#### [Prompt 1]
According to the passage about Dorothy Carvello, how old was she when she was hired as a secretary for Ahmet Ertegun?
#### [Prompt 2]
Carry on the passage about Dorothy Carvello from the end of its final sentence.
++++ Reading passage ++++
Watching porn in the office, using dildos as decor, and executives bragging about the size of their manhood: This was the record industry before the age of MeToo.
Dorothy Carvello, the first female A&R executive for Atlantic Records - the label responsible for bringing us musical legends such as Ray Charles, The Rolling Stones, Led Zeppelin, and Aretha Franklin - was 24 years old when she landed a job as a secretary for founder Ahmet Ertegun.
The music mogul had a nightly routine which consisted of downing 14 vodka tonics, four lines of cocaine, two joints, and plenty of women.
And every morning, it was Carvello's job to clean the drugs and vomit off his clothes and track down at which clubs he had left his credit cards.
The Daily Mail reports she details her three-year experience working under the music executive, organizing his trysts, fulfilling his drug-fueled demands, and how she suffered sexual harassment at the hands of her own boss and colleagues in her explosive new memoir, Anything for a Hit: An A&R Woman's Story of Surviving the Music Industry, due September 4.
++++ Information supplied ++++
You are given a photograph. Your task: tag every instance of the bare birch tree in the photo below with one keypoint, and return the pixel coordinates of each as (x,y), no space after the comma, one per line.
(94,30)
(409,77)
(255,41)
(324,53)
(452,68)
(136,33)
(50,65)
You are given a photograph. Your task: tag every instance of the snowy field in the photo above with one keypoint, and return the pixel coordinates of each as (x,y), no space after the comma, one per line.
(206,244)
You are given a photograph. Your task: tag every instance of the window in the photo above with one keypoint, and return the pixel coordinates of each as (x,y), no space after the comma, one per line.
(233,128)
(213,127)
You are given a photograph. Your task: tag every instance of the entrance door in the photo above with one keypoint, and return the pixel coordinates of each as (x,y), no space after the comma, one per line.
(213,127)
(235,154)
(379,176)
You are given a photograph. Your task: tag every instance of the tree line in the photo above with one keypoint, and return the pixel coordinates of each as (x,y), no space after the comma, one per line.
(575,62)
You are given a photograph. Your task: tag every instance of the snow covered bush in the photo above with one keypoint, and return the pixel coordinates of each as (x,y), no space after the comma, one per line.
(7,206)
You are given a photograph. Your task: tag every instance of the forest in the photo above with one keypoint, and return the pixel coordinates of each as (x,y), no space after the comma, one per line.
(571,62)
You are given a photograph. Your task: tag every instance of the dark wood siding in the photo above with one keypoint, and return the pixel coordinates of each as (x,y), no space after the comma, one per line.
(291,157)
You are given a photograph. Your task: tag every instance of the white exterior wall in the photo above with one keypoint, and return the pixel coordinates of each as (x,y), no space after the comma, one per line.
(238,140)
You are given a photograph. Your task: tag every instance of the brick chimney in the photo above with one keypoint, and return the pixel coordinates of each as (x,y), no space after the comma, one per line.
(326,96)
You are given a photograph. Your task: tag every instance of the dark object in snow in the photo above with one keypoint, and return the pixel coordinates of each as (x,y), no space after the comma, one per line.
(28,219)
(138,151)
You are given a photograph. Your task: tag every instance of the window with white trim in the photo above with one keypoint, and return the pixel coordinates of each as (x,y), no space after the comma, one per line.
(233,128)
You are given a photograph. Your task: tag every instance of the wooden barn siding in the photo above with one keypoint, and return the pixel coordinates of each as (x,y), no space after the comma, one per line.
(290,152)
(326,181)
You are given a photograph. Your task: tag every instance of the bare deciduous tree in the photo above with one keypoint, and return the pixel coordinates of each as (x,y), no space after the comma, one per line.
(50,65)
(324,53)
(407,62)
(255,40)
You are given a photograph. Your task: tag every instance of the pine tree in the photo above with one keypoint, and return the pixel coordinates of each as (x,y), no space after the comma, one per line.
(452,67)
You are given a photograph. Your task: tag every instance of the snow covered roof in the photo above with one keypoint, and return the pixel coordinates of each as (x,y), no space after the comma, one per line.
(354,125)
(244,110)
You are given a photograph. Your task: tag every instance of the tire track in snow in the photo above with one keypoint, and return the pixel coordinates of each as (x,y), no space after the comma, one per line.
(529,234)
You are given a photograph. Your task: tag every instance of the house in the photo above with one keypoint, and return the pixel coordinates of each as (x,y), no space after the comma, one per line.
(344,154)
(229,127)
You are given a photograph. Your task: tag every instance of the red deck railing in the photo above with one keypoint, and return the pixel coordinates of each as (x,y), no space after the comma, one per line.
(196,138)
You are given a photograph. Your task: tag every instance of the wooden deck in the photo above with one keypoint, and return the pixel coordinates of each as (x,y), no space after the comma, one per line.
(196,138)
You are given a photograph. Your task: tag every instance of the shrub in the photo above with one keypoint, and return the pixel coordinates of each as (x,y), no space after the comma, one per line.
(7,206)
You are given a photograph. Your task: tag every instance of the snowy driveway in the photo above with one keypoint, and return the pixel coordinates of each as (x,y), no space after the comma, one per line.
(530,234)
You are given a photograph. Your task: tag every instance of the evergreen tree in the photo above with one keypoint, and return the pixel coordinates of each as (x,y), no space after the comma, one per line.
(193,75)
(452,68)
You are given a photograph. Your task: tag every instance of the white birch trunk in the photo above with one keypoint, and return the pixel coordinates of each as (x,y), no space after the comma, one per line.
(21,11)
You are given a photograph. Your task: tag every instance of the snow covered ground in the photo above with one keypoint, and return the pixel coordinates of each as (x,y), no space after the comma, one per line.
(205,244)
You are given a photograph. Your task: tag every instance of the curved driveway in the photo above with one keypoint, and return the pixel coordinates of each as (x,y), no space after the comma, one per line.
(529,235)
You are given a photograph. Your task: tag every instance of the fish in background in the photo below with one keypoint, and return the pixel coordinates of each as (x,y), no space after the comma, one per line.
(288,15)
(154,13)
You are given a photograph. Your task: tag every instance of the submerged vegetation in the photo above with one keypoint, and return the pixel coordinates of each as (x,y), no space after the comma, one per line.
++++
#### [Answer area 1]
24 years old

#### [Answer area 2]
Turkish-born Ertegun, the son of a diplomat, founded Atlantic Records in 1947, which grew to be one of the most successful American independent music labels to which artists of the likes of Bruno Mars, Cardi B, Rita Ora, and Sia are now signed.
A powerful man in the industry, Ertegun was even considered a 'father figure' to Mick Jagger and was politely described as a 'globe-trotting bon vivant' by Rolling Stone magazine in a 2007 article after his death.
But as a young woman trying to make it in 1987, Carvello paints a different picture of Ertegun and writes how she was plunged headfirst into a 'circus mixed with an orgy,' where 'the battle for my soul had begun'.
The office atmosphere was like a scene out of Caligula, with dildos, ball gags, and a S&M toys hanging around, and a culture of 'toxic masculinity' flowing from the top.